*INSTRUCTION:* Leave out the pictures and copy everything else in the entries exactly.

*RECORD SET:*

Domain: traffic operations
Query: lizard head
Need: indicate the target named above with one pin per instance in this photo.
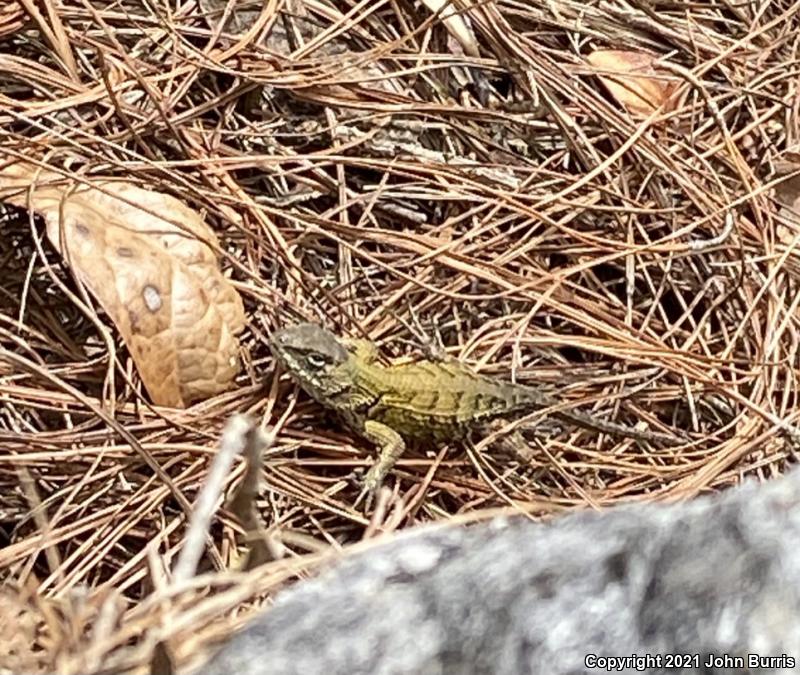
(314, 357)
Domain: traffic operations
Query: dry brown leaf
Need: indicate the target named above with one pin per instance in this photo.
(455, 23)
(640, 86)
(787, 194)
(159, 282)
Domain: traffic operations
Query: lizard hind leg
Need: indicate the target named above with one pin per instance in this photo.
(391, 446)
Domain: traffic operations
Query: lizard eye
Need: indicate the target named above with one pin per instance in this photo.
(316, 361)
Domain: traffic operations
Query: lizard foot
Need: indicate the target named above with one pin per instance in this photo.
(369, 488)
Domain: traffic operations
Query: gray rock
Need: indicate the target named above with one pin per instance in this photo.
(716, 576)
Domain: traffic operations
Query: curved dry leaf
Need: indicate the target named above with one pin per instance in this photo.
(787, 194)
(455, 23)
(158, 282)
(640, 86)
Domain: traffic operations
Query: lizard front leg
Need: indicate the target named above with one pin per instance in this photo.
(391, 446)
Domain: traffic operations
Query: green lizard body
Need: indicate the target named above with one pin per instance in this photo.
(433, 400)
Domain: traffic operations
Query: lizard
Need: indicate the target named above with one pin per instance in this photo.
(423, 400)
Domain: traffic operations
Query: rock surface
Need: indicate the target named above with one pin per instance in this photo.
(716, 576)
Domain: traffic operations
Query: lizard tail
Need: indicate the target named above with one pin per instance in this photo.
(596, 424)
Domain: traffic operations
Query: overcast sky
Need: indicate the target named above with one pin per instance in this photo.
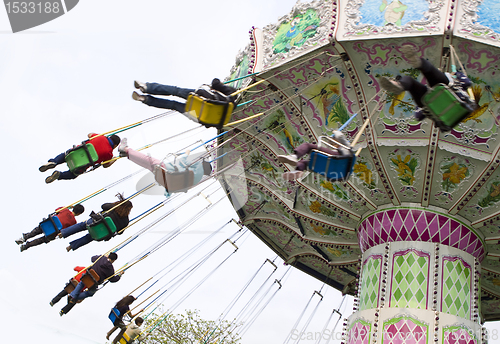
(74, 75)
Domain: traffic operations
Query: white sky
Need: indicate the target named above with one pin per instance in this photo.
(75, 75)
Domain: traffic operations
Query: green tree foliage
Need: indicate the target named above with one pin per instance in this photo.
(190, 328)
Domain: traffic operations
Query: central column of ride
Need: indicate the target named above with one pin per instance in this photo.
(419, 281)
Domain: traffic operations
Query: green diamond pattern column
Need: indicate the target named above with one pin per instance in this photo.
(410, 276)
(456, 296)
(370, 282)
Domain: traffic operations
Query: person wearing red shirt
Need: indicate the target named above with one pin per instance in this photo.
(81, 270)
(104, 148)
(67, 218)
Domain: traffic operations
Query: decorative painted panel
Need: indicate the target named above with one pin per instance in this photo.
(359, 332)
(410, 277)
(405, 330)
(370, 282)
(458, 335)
(456, 287)
(407, 224)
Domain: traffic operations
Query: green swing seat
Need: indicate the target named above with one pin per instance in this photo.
(102, 229)
(80, 158)
(446, 109)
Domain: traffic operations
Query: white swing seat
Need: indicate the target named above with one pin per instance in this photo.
(174, 181)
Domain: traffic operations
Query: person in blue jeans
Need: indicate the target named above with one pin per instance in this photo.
(458, 81)
(118, 215)
(167, 90)
(103, 266)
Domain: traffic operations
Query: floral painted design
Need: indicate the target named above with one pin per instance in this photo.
(329, 101)
(282, 129)
(453, 174)
(335, 189)
(492, 197)
(296, 32)
(317, 207)
(322, 231)
(365, 174)
(405, 166)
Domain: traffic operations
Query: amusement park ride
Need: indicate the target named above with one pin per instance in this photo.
(413, 232)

*THE ANSWER:*
Domain: traffic operations
Query: lizard head
Need: indicate the target named above with one pin per instance in this photo.
(314, 357)
Domain: traffic operations
Query: dry brown leaf
Need: indicate the target named above with one pin per instance in this photo.
(455, 23)
(640, 86)
(787, 194)
(159, 282)
Domain: traffic operations
Query: lizard hind leg
Need: indicate the target named above with one pin per instance in this photo.
(391, 446)
Domain: traffic operations
Query: lizard eye
Need: indicate the target named above with one pin per instance in this photo.
(316, 361)
Domain: traffic operations
Query: lizard foot
Need: indicate the target named above with one pin per instance in this photo.
(369, 488)
Domain: traffic operations
Query: gray rock
Need: indicate the target named above with one pin per instance in this photo.
(716, 576)
Domain: traffic operations
Query: curved dry leaf
Need: indicate the target named above with one pin per instance in this photo.
(787, 194)
(455, 23)
(158, 282)
(640, 86)
Domain: traffic operations
Query: lizard front leg
Need: indicate the target named above with one pin per instance in this photo.
(391, 446)
Domain: traffic operations
Query: green lizard body
Need: indicate the target named above with one pin per instance in this photo.
(433, 400)
Domain: traffic operations
Query: lizard
Need: indicate the target named above with one pin per instance in this photo.
(423, 400)
Domain: traffic operations
Query: rock surface
Need: indicate the target named above with one pin per instance in this photo.
(716, 576)
Domain: traffic operations
Query: lizard tail
Need: indicate the target named above with one pin per instance in this photo.
(596, 424)
Domain: traffic operations
Query: overcast sky
Need: indicate the target named above with one pin per instance in this photo.
(74, 75)
Domain: traffic operations
Query: white sky
Need: indicate the target named above with one pin per instance in this photo.
(75, 75)
Domain: traffic operations
Query: green tree foliage
Need: indicate the target named above with one pin per instance in this photo.
(190, 328)
Domain: traffic operations
Query: central column of ride
Need: indicate the target named above with one pin per instance in this photo.
(419, 281)
Domain: traffic operations
Query: green diamond pattern column
Need: indicate the target named above with one pin per instance in this photo.
(410, 276)
(456, 296)
(370, 282)
Domain: traffic operations
Query: person wearing red shirt
Need: indicate the target named above with one pin per instance in this photo.
(81, 270)
(104, 148)
(67, 218)
Domain: traffic operations
Query: decorative painted panel
Need: indicate the target named above with one pin per instance in this photo.
(359, 332)
(410, 277)
(405, 330)
(370, 282)
(458, 335)
(456, 287)
(407, 224)
Domain: traffic operations
Query: green swing seat
Need: indicate the target named above with one pin per instance in this photo.
(102, 229)
(80, 158)
(446, 109)
Domain: traffic operations
Query: white swing seat
Need: indicate the target named above with one pin per instance in this photo.
(174, 181)
Domain: traffic operations
Query: person in blue jeans
Need: indicate the target named above with one pin per instance in this photo.
(458, 81)
(118, 215)
(167, 90)
(103, 266)
Domain: traffic operations
Query: floral painted design
Need: indicate the target named above with one pin per instance in this photo.
(329, 101)
(282, 129)
(453, 174)
(335, 189)
(492, 197)
(296, 32)
(317, 207)
(322, 231)
(365, 174)
(405, 166)
Domain: traffic operations
Query: amusement park ride
Need: indicate the target named above with one pin per instance in this photo.
(413, 232)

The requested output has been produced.